## INFORMATION SUPPLIED
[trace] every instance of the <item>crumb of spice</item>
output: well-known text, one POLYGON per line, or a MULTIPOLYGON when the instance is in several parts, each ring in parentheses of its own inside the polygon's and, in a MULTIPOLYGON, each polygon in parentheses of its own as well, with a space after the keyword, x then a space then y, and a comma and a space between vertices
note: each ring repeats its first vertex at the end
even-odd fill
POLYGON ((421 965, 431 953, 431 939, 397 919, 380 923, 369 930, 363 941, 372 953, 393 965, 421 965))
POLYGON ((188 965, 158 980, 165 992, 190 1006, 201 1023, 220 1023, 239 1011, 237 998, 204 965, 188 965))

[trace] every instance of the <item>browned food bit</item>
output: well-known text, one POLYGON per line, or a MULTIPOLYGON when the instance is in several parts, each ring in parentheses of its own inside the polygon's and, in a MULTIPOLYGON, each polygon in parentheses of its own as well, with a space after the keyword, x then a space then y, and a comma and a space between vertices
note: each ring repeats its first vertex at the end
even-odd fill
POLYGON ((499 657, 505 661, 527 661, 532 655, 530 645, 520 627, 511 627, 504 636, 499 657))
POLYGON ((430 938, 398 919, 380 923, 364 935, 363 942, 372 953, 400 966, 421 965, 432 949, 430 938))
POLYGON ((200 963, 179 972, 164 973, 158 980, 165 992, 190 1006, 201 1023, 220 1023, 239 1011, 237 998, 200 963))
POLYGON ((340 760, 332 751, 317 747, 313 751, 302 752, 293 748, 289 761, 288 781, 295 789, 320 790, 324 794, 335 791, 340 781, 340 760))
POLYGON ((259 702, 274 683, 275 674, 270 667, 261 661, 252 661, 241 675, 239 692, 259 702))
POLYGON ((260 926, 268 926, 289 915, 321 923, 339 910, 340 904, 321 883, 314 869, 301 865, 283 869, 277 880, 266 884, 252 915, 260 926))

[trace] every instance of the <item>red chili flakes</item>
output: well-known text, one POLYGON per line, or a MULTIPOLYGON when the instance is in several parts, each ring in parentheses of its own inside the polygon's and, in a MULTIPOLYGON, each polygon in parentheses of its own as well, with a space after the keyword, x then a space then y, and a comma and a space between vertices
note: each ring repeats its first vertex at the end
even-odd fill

## EXERCISE
Copy all of the records above word for word, keeping every line as it stands.

## FINISHED EXERCISE
[trace] every instance of the <item>crumb of spice</item>
output: well-known text, one POLYGON per line, or a MULTIPOLYGON when the instance is in several parts, each ring in parentheses of its own inside the polygon's and, in a MULTIPOLYGON, each polygon in parentheses of its own as well, with a space after the keyword, x then a space then y, and a comma and a space between vertices
note: each ring repeats its first vertex at the end
even-odd fill
POLYGON ((421 965, 431 953, 431 939, 397 919, 380 923, 369 930, 363 941, 372 953, 393 965, 421 965))
POLYGON ((188 965, 158 980, 165 992, 190 1006, 201 1023, 220 1023, 239 1011, 237 998, 204 965, 188 965))

[trace] every instance of the <item>browned food bit</item>
output: well-known text, one POLYGON per line, or a MULTIPOLYGON when the instance is in several parts, each ring in parentheses of its own inside the polygon's and, in a MULTIPOLYGON, each polygon in parentheses of its own as well, with a space after the keyword, x then a space then y, and a comma and a space between vertices
note: each ring repeats its first vertex at the end
even-odd fill
POLYGON ((499 657, 505 661, 527 661, 532 655, 530 645, 520 627, 511 627, 504 636, 499 657))
POLYGON ((430 938, 398 919, 380 923, 364 935, 363 942, 372 953, 400 966, 421 965, 432 949, 430 938))
POLYGON ((200 963, 179 972, 164 973, 158 980, 165 992, 190 1006, 201 1023, 220 1023, 239 1011, 237 998, 200 963))
POLYGON ((340 760, 332 751, 317 747, 313 751, 302 752, 293 748, 289 761, 288 781, 295 789, 320 790, 324 794, 335 791, 340 781, 340 760))
POLYGON ((259 702, 274 683, 275 674, 270 667, 261 661, 252 661, 241 675, 239 692, 259 702))
POLYGON ((260 926, 268 926, 289 915, 321 923, 339 910, 340 904, 321 883, 314 869, 301 865, 283 869, 277 880, 266 884, 252 915, 260 926))

[trace] every instance of the <item>red chili flakes</item>
output: well-known text, one POLYGON per line, or a MULTIPOLYGON when the instance is in several parts, each ring in parentheses of its own inside the polygon's and, in a MULTIPOLYGON, each polygon in parentheses of its own as well, with a space after the keyword, x then a space then y, and a comma and a space between vertices
note: each ring repeats its first vertex at the end
even-odd fill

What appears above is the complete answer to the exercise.